TO-DO LIST:
1. Please list every person named in the article about Brandon Hardway Drive.
2. Quote word for word the stretch of the article about Brandon Hardway Drive from "Brandon’s widow, Erin" through "in the community.".

EXCERPT:

- - - -

Honorary Brandon Hardway Drive pays homage to beloved former Pour Bros. manager

Brandon and Erin Hardway were married on Nov. 11, 2023, at The Venue CU in Champaign. Three months later, Brandon was shot and killed.

 

This story is part of Illinois Student Newsroom’s series: Champaign’s Honorary Streets: the Stories Behind the Signs.

CHAMPAIGN – Brandon Hardway, a beloved community member and manager of Pour Bros. Taproom, was fatally shot on February 8, 2024. Last August, the segment of North Chestnut Street in downtown Champaign was designated Brandon Hardway Drive.

Brandon’s widow, Erin Hardway, said she pursued the honorary street designation through the city of Champaign to keep her husband’s memory alive and highlight the differences he made in the community. 

She said she wanted the honorary street to be as close to Pour Bros. as possible and settled on North Chestnut Street because the street in front of the bar had already been designated as Honorary Chris Decker Drive in memory of Brandon’s friend Chris Decker, who died in April 2025. 

“I get really emotional thinking about it,” she said. “Not because I’m sad, I just really miss him. I have his gravesite and I have his ashes, but it’s just another place where I can feel close to him and feel like he’s there with me.”

Courtesy of Erin Hardway Brandon and Erin spent their honeymoon on the Hawaiian island of Kauai.

Born and raised in Champaign, Brandon became the face of Pour Bros. “Everybody knew Brandon when you walked in because he was such an outgoing person,” she said. “Pour Bros. and Brandon just went together; if you thought of one, you thought of the other.”

Brandon’s generosity extended beyond the patrons of Pour Bros.

One of Brandon’s close friends, Kevin Richards, said he met Brandon after moving to Champaign in 2018. They bonded over their mutual love of baseball. Richards was with Brandon when he was shot.

- - - -

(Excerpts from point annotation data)
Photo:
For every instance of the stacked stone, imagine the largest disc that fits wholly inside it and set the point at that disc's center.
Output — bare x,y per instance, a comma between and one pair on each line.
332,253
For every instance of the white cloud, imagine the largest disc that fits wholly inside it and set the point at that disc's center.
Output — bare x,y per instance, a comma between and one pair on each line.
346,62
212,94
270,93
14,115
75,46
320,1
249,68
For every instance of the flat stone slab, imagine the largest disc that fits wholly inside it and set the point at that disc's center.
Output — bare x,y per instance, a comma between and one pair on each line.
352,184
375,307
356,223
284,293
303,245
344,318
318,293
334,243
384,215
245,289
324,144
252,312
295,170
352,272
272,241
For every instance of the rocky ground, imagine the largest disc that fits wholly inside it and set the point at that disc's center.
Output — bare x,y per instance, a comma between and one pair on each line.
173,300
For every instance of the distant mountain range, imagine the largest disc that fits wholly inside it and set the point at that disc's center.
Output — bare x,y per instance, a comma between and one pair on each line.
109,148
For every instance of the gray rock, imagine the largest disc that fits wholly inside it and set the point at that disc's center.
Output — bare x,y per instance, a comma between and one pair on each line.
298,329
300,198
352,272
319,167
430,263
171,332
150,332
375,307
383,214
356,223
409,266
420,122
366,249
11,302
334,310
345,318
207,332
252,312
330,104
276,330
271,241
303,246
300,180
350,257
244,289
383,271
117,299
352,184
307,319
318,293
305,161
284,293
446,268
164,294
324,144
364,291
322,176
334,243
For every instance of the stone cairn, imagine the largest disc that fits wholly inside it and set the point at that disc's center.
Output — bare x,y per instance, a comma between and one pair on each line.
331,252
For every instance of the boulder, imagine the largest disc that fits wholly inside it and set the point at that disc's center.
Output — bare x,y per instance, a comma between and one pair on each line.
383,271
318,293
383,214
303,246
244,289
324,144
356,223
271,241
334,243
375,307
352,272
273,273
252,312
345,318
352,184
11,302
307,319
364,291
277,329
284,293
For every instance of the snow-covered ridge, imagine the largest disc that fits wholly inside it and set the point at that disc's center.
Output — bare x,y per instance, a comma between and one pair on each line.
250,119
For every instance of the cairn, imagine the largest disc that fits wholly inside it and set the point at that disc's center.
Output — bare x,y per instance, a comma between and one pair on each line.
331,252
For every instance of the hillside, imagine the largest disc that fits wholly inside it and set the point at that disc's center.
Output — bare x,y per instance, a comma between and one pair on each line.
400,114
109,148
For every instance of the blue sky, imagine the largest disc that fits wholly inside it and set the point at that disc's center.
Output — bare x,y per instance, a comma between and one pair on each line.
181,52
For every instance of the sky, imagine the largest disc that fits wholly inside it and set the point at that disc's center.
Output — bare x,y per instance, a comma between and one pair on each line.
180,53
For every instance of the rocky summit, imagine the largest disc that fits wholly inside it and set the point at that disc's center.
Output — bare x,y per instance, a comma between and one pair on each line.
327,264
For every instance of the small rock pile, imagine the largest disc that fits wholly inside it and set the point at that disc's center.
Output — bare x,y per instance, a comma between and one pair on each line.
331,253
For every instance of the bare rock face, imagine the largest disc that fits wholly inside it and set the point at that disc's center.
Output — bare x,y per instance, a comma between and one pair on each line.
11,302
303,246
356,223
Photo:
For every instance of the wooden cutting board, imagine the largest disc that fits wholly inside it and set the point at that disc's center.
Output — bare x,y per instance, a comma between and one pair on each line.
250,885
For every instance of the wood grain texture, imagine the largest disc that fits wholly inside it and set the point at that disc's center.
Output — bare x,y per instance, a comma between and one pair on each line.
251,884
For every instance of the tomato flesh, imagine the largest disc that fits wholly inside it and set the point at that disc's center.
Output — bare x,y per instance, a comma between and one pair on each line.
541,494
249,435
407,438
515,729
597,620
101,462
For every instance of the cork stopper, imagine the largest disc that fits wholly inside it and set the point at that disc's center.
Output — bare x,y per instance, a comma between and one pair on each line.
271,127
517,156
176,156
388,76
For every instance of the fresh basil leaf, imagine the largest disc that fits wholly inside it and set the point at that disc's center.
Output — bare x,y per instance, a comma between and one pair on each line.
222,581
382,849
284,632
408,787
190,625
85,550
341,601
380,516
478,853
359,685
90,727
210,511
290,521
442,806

- - - -

RESPONSES IN ORDER:
1. Brandon Hardway, Erin Hardway, Chris Decker, Kevin Richards

2.
Brandon’s widow, Erin Hardway, said she pursued the honorary street designation through the city of Champaign to keep her husband’s memory alive and highlight the differences he made in the community.